§ **EXERCISE AIM**
Can you output every one of the entries below verbatim, keeping each line unchanged?

— start —

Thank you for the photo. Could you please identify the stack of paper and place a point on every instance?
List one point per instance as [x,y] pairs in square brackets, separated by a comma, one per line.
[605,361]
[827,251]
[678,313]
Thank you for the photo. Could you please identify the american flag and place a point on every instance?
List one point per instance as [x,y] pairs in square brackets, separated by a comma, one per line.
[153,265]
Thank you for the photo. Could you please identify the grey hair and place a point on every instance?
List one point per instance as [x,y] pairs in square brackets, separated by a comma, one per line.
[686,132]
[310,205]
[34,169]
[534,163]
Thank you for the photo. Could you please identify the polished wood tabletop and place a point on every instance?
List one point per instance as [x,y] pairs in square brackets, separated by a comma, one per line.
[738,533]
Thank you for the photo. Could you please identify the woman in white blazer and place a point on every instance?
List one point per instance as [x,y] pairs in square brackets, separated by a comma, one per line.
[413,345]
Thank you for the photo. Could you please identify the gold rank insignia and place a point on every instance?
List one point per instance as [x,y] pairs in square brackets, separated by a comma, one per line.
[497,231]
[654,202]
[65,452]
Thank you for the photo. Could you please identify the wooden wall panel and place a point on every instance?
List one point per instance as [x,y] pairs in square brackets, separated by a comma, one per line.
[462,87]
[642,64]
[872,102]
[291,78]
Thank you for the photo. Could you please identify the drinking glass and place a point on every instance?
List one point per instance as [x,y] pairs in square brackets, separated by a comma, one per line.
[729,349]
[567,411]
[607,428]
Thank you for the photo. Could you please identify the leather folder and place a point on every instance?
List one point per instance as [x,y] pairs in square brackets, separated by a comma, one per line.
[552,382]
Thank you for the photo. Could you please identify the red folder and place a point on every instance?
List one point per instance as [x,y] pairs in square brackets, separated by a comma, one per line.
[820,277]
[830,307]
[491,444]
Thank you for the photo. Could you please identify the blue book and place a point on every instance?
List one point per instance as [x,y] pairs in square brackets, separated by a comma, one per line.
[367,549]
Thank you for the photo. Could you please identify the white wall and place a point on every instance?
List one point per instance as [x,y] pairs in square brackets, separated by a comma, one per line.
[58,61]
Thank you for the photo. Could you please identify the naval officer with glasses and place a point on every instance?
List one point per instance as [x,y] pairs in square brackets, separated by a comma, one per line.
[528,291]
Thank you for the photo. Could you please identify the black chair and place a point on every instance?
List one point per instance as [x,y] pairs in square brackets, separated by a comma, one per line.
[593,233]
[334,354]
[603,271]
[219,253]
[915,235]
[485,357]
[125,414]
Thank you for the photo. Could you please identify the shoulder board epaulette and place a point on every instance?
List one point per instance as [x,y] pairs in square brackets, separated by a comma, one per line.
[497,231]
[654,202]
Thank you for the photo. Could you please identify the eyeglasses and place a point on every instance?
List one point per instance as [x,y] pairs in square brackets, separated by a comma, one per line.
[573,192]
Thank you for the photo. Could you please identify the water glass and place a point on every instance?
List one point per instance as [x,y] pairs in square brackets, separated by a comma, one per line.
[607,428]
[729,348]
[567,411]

— end —

§ **SOLUTION**
Thank you for the photo. Could you please identify the stack of paper and place a point on every instance?
List one point per instance as [x,y] pairs in square brackets, separated by a comma, one per line.
[605,361]
[827,251]
[678,313]
Thank you for the photo. Could you please identify the american flag and place a point on every instance?
List one point per instance as [x,y] pairs in square brackets, separated by a comma, one per line.
[153,265]
Thank you for the photo. Could you please identify the grey hair and place a point on every instance?
List one point per instance as [x,y] pairs in square brackets, separated by a comma, one per line.
[686,132]
[310,205]
[34,169]
[534,163]
Thank you for the photo. Could you please identify the polished wood tabletop and place a point on every instance?
List one point per instance as [x,y] pairs in square brackets, separated by a comma, one per line.
[738,533]
Thank you for the photo. Could you please identify the woman in white blazer and place a point on every instance?
List one point per instance as [x,y] pairs in square brackets, separated by a comma, one per line.
[413,345]
Thank you for the photo. Could you please identify the gold rank insignia and place a point on every instance?
List one point per instance as [x,y] pairs in square brackets, separated by a comma, one per line.
[497,231]
[654,202]
[65,452]
Thank you for the photo. Could you please identify the wooden wall panel and place a point on every instance?
List one point per instance as [x,y] pairs in square brackets, separated by a comma, one per line.
[462,87]
[642,64]
[872,102]
[291,78]
Thank you for the photo. Could you please identify the drinking glass and place a point on every instance?
List one point per instance as [x,y] pairs in square brackets, separated by a comma, one per line.
[729,349]
[567,411]
[607,428]
Thank you for the photo. Could you please identify the leather folder and place a point on every instance?
List one point per instance as [x,y] pairs in square brackets, separated by a comma, one per line.
[552,382]
Thank you for the photo. Could you please identify the red folder and place a point on every instance?
List one point per instance as [x,y] pairs in square brackets, separated by a comma, one per line.
[820,277]
[830,307]
[491,444]
Thank you for the photo. Could you please identify the blue book and place a point on every instance?
List one point per instance as [x,y] pairs in square brackets, separated by a comma, one per line.
[367,549]
Thank you for the photo. Could you please identify the white wall and place a point on every instance?
List one point per instance as [x,y] pairs in square brackets, separated by a comma, one per line.
[58,61]
Thank you for the photo. Could you please identify the naval officer with glasses and place a point on every instance?
List one point per instance as [x,y] pairs in square brackets, separated by a comma, one per line.
[528,291]
Thank you for the photo. Could you please identify the black chair and place a point on every instance?
List one point per instance as [x,y] pairs in square brackets, separated by a comma, one per line.
[593,233]
[334,354]
[603,271]
[219,253]
[915,235]
[485,357]
[125,414]
Thank you for the photo. Could you please identify the shoulder board epaulette and place a point on every instance?
List one point per instance as [x,y] pairs in square brackets, separated by a comma, one per line.
[497,231]
[654,202]
Thank you for the photo. Could you please identify the eyeglasses and place a point on every instance?
List one point per instance as [x,y] pairs in square brackets, separated by a comma, one per line.
[573,192]
Thank you for the photo. Could you please identify the water glass and place a point on every instance?
List one point per instance as [x,y] pairs in square brackets, separated by a comma, one per line.
[607,428]
[729,348]
[567,411]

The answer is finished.